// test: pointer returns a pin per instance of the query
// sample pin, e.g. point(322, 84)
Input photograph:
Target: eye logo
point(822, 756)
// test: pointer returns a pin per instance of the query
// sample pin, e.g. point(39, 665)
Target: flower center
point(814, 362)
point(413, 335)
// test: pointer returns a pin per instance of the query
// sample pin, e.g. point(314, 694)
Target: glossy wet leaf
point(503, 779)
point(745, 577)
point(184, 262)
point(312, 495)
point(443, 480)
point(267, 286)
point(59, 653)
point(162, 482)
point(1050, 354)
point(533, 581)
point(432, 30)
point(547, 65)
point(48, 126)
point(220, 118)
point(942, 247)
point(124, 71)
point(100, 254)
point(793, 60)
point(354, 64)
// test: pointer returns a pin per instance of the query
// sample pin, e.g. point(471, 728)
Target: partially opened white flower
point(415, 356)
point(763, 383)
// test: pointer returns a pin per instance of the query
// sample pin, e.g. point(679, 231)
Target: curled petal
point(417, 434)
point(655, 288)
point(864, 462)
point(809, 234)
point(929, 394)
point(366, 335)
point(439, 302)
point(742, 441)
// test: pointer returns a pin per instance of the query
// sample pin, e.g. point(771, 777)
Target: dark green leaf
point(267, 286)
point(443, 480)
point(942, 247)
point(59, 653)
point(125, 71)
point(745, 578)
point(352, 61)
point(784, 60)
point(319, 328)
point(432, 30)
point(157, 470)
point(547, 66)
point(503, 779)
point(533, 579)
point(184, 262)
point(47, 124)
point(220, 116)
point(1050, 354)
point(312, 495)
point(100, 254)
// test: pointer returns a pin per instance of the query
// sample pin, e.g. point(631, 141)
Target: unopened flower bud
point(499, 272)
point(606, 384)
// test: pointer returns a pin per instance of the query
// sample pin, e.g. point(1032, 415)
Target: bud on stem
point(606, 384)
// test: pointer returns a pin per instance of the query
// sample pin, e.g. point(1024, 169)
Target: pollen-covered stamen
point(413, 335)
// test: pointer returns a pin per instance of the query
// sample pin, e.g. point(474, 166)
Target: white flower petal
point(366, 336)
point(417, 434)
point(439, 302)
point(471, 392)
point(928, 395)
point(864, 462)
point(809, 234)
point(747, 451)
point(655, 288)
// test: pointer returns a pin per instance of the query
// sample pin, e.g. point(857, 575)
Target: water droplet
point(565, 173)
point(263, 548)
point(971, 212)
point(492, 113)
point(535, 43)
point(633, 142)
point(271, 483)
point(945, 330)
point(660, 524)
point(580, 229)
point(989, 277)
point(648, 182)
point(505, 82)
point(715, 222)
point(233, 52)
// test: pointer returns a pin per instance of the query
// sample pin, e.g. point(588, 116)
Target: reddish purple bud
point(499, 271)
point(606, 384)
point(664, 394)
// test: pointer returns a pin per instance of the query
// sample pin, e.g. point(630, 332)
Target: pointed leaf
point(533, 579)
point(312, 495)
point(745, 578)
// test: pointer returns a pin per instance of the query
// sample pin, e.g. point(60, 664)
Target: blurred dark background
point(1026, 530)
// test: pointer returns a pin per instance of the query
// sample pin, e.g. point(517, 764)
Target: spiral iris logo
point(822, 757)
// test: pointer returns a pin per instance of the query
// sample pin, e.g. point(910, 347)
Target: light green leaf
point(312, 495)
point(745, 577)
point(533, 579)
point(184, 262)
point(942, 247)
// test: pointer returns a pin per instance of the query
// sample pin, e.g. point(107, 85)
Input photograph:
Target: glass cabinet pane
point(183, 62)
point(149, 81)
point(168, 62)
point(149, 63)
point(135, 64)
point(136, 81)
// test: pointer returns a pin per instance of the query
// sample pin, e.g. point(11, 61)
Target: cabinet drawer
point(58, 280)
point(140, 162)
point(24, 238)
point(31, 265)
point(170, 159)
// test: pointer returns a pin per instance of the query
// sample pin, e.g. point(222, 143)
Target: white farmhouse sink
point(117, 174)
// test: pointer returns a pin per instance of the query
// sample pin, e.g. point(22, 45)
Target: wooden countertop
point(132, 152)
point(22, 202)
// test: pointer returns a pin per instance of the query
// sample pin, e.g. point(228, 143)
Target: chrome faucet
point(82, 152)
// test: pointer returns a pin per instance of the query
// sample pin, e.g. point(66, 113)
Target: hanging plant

# [Given request]
Recast every one of the entries above as a numbered list, one line per item, and leave out any blank lines.

# [Result of this task]
1. // test: pointer returns a pin per instance of the query
2. // sample pin, e.g. point(322, 84)
3. Input photograph:
4. Target: eye logo
5. point(822, 756)
6. // test: pointer returns a pin per instance of the query
7. // sample pin, e.g. point(39, 665)
8. Target: flower center
9. point(814, 362)
10. point(413, 335)
11. // test: pointer returns a pin per instance of the query
12. // sample pin, e.g. point(314, 694)
13. Target: glossy wet leaf
14. point(503, 779)
15. point(745, 577)
16. point(184, 262)
17. point(312, 495)
18. point(443, 480)
19. point(267, 286)
20. point(59, 653)
21. point(162, 482)
22. point(1050, 354)
23. point(533, 581)
24. point(432, 30)
25. point(547, 65)
26. point(48, 126)
27. point(220, 118)
28. point(942, 247)
29. point(124, 71)
30. point(100, 254)
31. point(793, 60)
32. point(354, 64)
33. // test: pointer returns a pin per instance of the query
34. // sample pin, e.g. point(471, 728)
35. Target: partially opened white flower
36. point(415, 356)
37. point(763, 383)
38. // test: pointer returns a pin per instance of the query
39. // sample pin, e.g. point(679, 231)
40. Target: curled petal
41. point(417, 434)
42. point(655, 288)
43. point(864, 462)
44. point(809, 234)
45. point(929, 394)
46. point(366, 335)
47. point(439, 302)
48. point(742, 441)
49. // test: pointer returns a pin per instance of the query
50. // sample pin, e.g. point(771, 777)
51. Target: dark green leaf
52. point(267, 286)
53. point(443, 480)
54. point(942, 247)
55. point(59, 653)
56. point(125, 71)
57. point(745, 578)
58. point(352, 61)
59. point(784, 60)
60. point(319, 328)
61. point(432, 30)
62. point(157, 470)
63. point(547, 66)
64. point(503, 779)
65. point(533, 579)
66. point(184, 262)
67. point(47, 124)
68. point(220, 116)
69. point(1050, 354)
70. point(312, 495)
71. point(100, 254)
72. // test: pointer returns a pin per instance of the query
73. // sample pin, e.g. point(631, 141)
74. Target: unopened flower bud
75. point(499, 272)
76. point(606, 384)
77. // test: pointer returns a pin per instance of the query
78. // sample pin, e.g. point(1032, 415)
79. Target: bud on stem
80. point(606, 384)
81. // test: pointer returns a pin per instance of the query
82. // sample pin, e.g. point(1024, 169)
83. Target: pollen-covered stamen
84. point(413, 335)
85. // test: pointer returns a pin per instance of the query
86. // sample pin, e.g. point(474, 166)
87. Target: white flower petal
88. point(366, 336)
89. point(417, 434)
90. point(439, 302)
91. point(471, 392)
92. point(928, 395)
93. point(864, 462)
94. point(809, 234)
95. point(747, 451)
96. point(655, 288)
97. // test: pointer returns a pin per instance of the query
98. // sample pin, e.g. point(857, 575)
99. Target: water droplet
100. point(565, 173)
101. point(263, 548)
102. point(971, 212)
103. point(492, 113)
104. point(535, 43)
105. point(633, 142)
106. point(271, 483)
107. point(945, 330)
108. point(660, 524)
109. point(580, 229)
110. point(989, 277)
111. point(648, 182)
112. point(505, 82)
113. point(715, 222)
114. point(233, 52)
115. // test: pointer returns a pin per instance of the query
116. // sample pin, e.g. point(588, 116)
117. Target: reddish purple bud
118. point(499, 271)
119. point(606, 384)
120. point(664, 394)
121. // test: pointer returns a pin per instance of the query
122. // sample pin, e.g. point(630, 332)
123. Target: pointed leaf
124. point(533, 579)
125. point(312, 495)
126. point(745, 578)
127. // test: pointer returns a pin per instance of the query
128. // sample pin, e.g. point(60, 664)
129. Target: blurred dark background
130. point(1026, 530)
131. // test: pointer returns a pin per instance of the query
132. // sample pin, e.g. point(517, 764)
133. Target: spiral iris logo
134. point(822, 757)
135. // test: pointer returns a pin per instance of the query
136. // sample pin, e.g. point(910, 347)
137. Target: light green leaf
138. point(312, 495)
139. point(745, 577)
140. point(533, 579)
141. point(184, 262)
142. point(942, 247)
143. // test: pointer returns a pin per instance of the query
144. // sample pin, e.g. point(107, 85)
145. Input photograph:
146. Target: glass cabinet pane
147. point(183, 62)
148. point(149, 81)
149. point(168, 62)
150. point(149, 63)
151. point(135, 64)
152. point(136, 81)
153. // test: pointer returns a pin per instance of the query
154. // sample pin, e.g. point(11, 61)
155. Target: cabinet drawer
156. point(58, 280)
157. point(140, 162)
158. point(24, 238)
159. point(31, 265)
160. point(170, 159)
161. // test: pointer returns a pin per instance of the query
162. // sample pin, e.g. point(222, 143)
163. Target: white farmhouse sink
164. point(117, 174)
165. // test: pointer returns a pin per instance of the query
166. // sample pin, e.g. point(22, 45)
167. Target: wooden countertop
168. point(132, 152)
169. point(22, 202)
170. // test: pointer returns a pin per instance of the query
171. // sample pin, e.g. point(228, 143)
172. Target: chrome faucet
173. point(82, 152)
174. // test: pointer returns a pin per instance of the query
175. // sample pin, e.g. point(66, 113)
176. Target: hanging plant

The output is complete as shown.